The task
What you produce should match the records exactly, line for line.

(Point-per-instance localization data)
-*-

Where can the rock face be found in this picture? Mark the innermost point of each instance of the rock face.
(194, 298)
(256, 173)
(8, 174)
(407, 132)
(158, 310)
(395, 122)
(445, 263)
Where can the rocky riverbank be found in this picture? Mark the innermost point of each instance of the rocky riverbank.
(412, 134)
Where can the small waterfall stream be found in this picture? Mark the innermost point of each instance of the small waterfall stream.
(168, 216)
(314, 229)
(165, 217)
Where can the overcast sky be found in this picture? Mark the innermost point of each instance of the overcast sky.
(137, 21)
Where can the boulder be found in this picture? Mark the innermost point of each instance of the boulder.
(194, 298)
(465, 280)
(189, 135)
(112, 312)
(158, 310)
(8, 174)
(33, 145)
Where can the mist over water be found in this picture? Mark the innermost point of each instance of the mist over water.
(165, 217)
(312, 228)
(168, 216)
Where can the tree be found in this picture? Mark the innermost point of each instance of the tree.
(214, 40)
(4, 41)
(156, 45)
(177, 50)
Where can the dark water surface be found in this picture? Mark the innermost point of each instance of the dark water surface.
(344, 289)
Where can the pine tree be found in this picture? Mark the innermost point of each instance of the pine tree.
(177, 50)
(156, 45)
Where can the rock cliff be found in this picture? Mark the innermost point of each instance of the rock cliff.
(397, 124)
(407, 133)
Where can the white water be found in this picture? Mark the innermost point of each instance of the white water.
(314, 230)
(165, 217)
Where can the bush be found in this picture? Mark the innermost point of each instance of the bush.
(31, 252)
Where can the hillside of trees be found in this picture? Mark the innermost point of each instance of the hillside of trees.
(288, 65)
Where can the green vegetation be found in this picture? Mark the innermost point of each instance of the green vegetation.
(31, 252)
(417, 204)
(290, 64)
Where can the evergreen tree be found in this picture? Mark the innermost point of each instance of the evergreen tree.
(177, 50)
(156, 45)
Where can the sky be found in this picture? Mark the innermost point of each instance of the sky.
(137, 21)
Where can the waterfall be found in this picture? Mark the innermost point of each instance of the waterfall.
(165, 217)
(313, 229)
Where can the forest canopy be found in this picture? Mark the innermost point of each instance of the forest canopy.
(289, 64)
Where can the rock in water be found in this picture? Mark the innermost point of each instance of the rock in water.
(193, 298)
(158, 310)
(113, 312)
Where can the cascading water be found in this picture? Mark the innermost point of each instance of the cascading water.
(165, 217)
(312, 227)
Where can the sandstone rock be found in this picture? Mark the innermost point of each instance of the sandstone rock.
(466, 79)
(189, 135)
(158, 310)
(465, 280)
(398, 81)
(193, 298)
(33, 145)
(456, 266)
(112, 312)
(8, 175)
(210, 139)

-*-

The answer
Where can the rock face be found in this picture? Mark the innermost point of each instance of the rock face.
(194, 298)
(256, 173)
(8, 174)
(407, 132)
(158, 310)
(395, 122)
(445, 263)
Where can the rocky riverbank be found in this picture? Mark the innermost point of each instance of the rocky riverbank.
(412, 134)
Where can the small waterfall stream be found in this picture? Mark the innermost point of each instance of the small waterfall stream.
(168, 216)
(314, 229)
(165, 217)
Where can the overcast sky be found in this picture? Mark the innermost point of each instance of the overcast sky.
(137, 21)
Where can the boulder be found in this picture? Mark the innermost point of each instance of the boulder.
(194, 298)
(465, 280)
(189, 135)
(112, 312)
(158, 310)
(8, 174)
(33, 145)
Where can the mist over water be found in this picture? Mark the innermost point of each instance of the mist over water.
(165, 217)
(312, 228)
(168, 216)
Where can the tree be found in this picture? Mark the innermost point of each instance of the tree.
(214, 40)
(4, 41)
(156, 45)
(177, 50)
Where can the dark water surface be found in this picture? Mark the innermost point of each instance of the dark water surface.
(344, 289)
Where can the pine tree be found in this picture? Mark the innermost point of each instance of the pine tree.
(177, 50)
(156, 45)
Where can the rock cliff be found in this picture? Mark the innermost point of each instance of the rock cliff.
(397, 124)
(407, 133)
Where can the white water be found in this picture? Mark the innermost point of each instance of the white water.
(314, 230)
(165, 217)
Where can the bush be found in this picture? Mark the innermost point of each instance of the bush.
(31, 252)
Where can the hillside of trees be found in this picture? Mark the innermost point of each instance of the hillside of trees.
(288, 65)
Where can the green vegetation be found in this picture? Mark the innermost point of each instance of the green vegetation.
(31, 252)
(417, 204)
(290, 64)
Where can the evergreen tree be found in this picture? Mark the innermost point of each instance of the evergreen tree.
(177, 50)
(156, 45)
Where can the sky be found in this picture? Mark the innermost point of each instance of the sky.
(137, 21)
Where can the waterfall be found in this picture? Mark the innermost point of each instance of the waterfall.
(165, 217)
(313, 229)
Where can the forest canopy be found in this picture? Mark the innermost point of each instance of the forest canopy.
(289, 64)
Where can the rock in water be found in this picture? Mark the innermost point of each instance of the rock in water.
(193, 298)
(158, 310)
(113, 312)
Where can the cascading water be found in this picture? Mark the innermost point of each instance of the cascading water.
(165, 217)
(312, 227)
Where can the sandstone rock be found in this picture? Mark the innermost point of each instance of the sandstone rock.
(466, 79)
(189, 135)
(158, 310)
(465, 280)
(398, 81)
(193, 298)
(33, 145)
(456, 266)
(112, 312)
(8, 175)
(210, 139)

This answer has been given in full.